• **Problems and tasks**
1. Using the essay on watching baseball like a philosopher, answer these:
(a) What does Noë call the strike zone?
(b) In what city was Noë raised, and which team did he become a fan of?
(c) Which team is Cal facing in the opener of the three-game series?
2. Carry on the essay about watching baseball like a philosopher, picking up right after its last sentence.

How to watch baseball like a philosopher
I arrive at Evans Diamond on a chilly Friday night, find a bleacher seat among the 400-plus fans in attendance, put my phone on airplane mode, and pull out my scorebook. This is not my usual ballpark routine, but tonight I’m determined to watch this game through new eyes—or at least, through the eyes of UC Berkeley philosophy professor Alva Noë. I’ve just read his new book, Infinite Baseball: Notes from a Philosopher at the Ballpark, and have familiarized myself with his particular, even peculiar, way of understanding the game.
Familiar elements of the sport often sound unfamiliar in Noë’s telling. The strike zone becomes a “zone of responsibility,” and an at-bat is “an epic opportunity for self actualization.” As for baseball itself, “it is a domain of play; it is a field of thought; it is … a practice.”
“To play baseball is not just to run, catch, hit, and throw. It is to live in the baseball world. To play baseball you must care about baseball, have a stake in it, think about it.” The serious baseball spectator, he believes, would do well to follow suit.
Raised in New York City, Noë became a Mets fan at a young age, spending long nights under the covers, listening to games on a transistor radio. These days, he rarely misses a chance to watch the Mets play. Much of his academic work has focused on the intersection of philosophy and neuroscience, and more recently the role of art in our lives and how it connects to our nature as “conscious perceivers.” Infinite Baseball is a bit of a departure. A collection of short essays, most published between 2010 and 2017 on a now-defunct NPR science and culture blog, the book turns Noë’s philosophical lens on his early and enduring love for the sport. In addition to explorations of what baseball is and what it means, Noë discusses modern developments like instant replay, performance-enhancing drugs, and the increasing reliance on statistical analysis. Much of Infinite Baseball is about the fan, specifically how to foster a more deeply engaged appreciation for the game. Step one: Get yourself to the stadium.
“When you watch a game on TV, someone else—the producers and commentators—does the work for you,” Noë writes. “They tell you what to pay attention to and what not to pay attention to. They digest the reality on the field for you. They deliver a story with a tidy script.”
Which is not unlike the task I’ve been assigned here. My job is to digest the reality of this opener of a three-game series against Cal’s Pac-12 rival, the Washington State Cougars, and deliver a tidy script in the form of an article. The original idea was to attend the game with Noë and discuss the action on the field through the prism of his book. As with many a well-laid plan, however, this one went awry. Noë was called away on a last-minute trip to New York (I have a sneaking suspicion he went to catch a Mets game). But if baseball teaches us anything, it’s how to bounce back from failure. So I show up to the stadium anyway, Infinite Baseball in hand, and cast what I hope is a philosophical gaze upon the proceedings on the field.
As the great baseball thinker Yogi Berra once said, “You can observe a lot by just watching.”

• **Dataset extract**
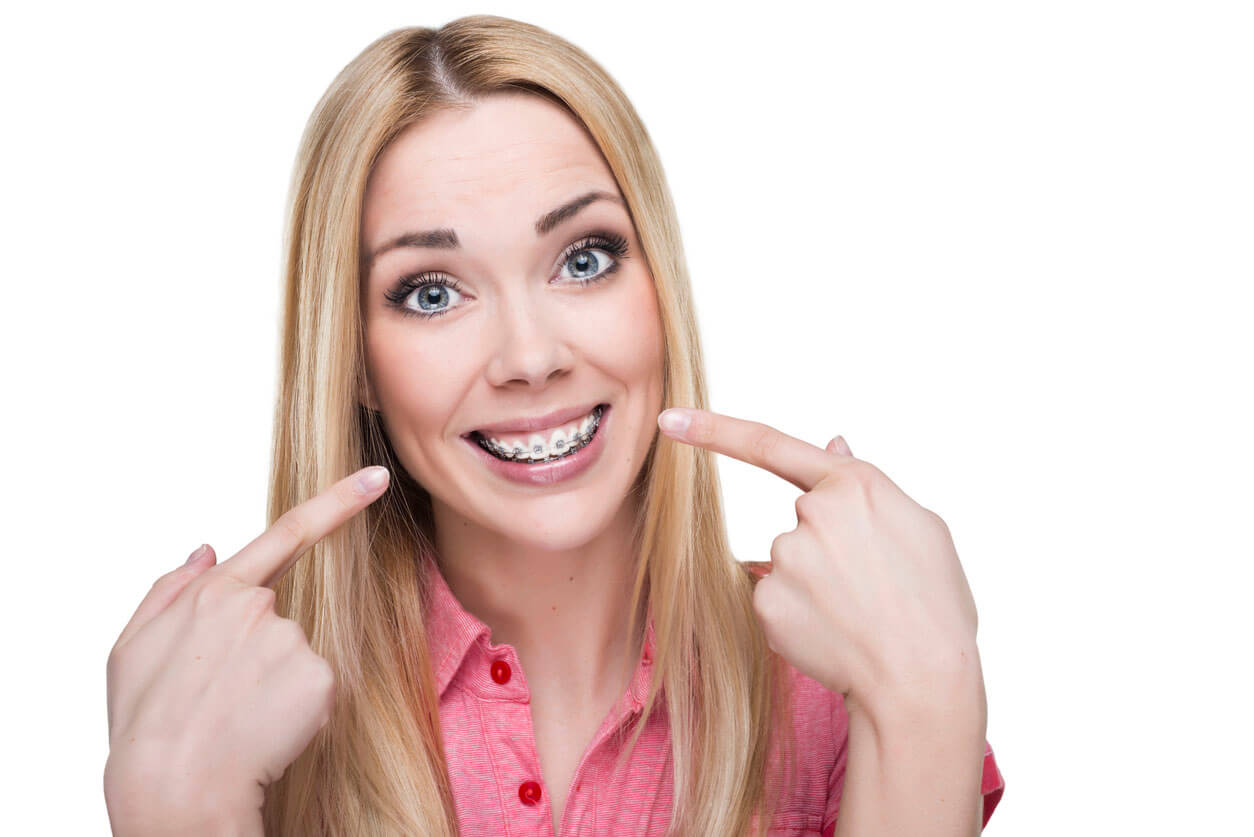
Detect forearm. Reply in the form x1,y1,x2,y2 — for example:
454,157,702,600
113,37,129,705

• **Responses by task**
1.
(a) A "zone of responsibility."
(b) New York City; the Mets.
(c) The Washington State Cougars.

2.
Despite a forecast calling for rain, we’re treated to dramatic gray-blue skies and a light breeze that buffets the Pac-12 pennants beyond the right-field wall. Evans Diamond is a no-frills ballpark, a setting Noë would surely approve of. Many of today’s major league parks, with their IMAX-sized scoreboards, elaborate outfield water features, and multistory shopping and dining complexes, are an affront to the professor’s sensibilities. Noë feels that the game alone should be entertainment enough. “The whole point of today’s stadiums seems to be toward urging people to get out of their seats,” he gripes. At Evans Diamond, there’s only one attraction on the playbill: baseball.
And high-quality baseball at that. Though the college game gets far less attention than its counterparts in basketball and football, it’s not due to a lower caliber of competition. Many former Cal players now play in the big leagues including Marcus Semien and Mark Canha of the A’s. The Pac-12 is a power conference, boasting the defending national champion, Oregon State, and top-ranked UCLA. And Cal has one of the best amateur players in the country in Andrew Vaughn, the fellow now swaggering up to the plate with one down in the bottom of the first. Vaughn’s walk-up song is “Hell of a Night,” a country tune celebrating an epic evening of partying, and his eye black is smeared down his cheeks like war paint. The Santa Rosa native has a penchant for launching balls onto the roof of the rec center beyond left field. Not this time, though. On a 1-1 count, he flies out to left.
A little anticlimactic, but not necessarily insignificant. “The thing about baseball is that it doesn’t really reduce to the highlight reel,” Noë writes. “A baseball game is more like a movie. It’s got a whole narrative arc that unfolds.”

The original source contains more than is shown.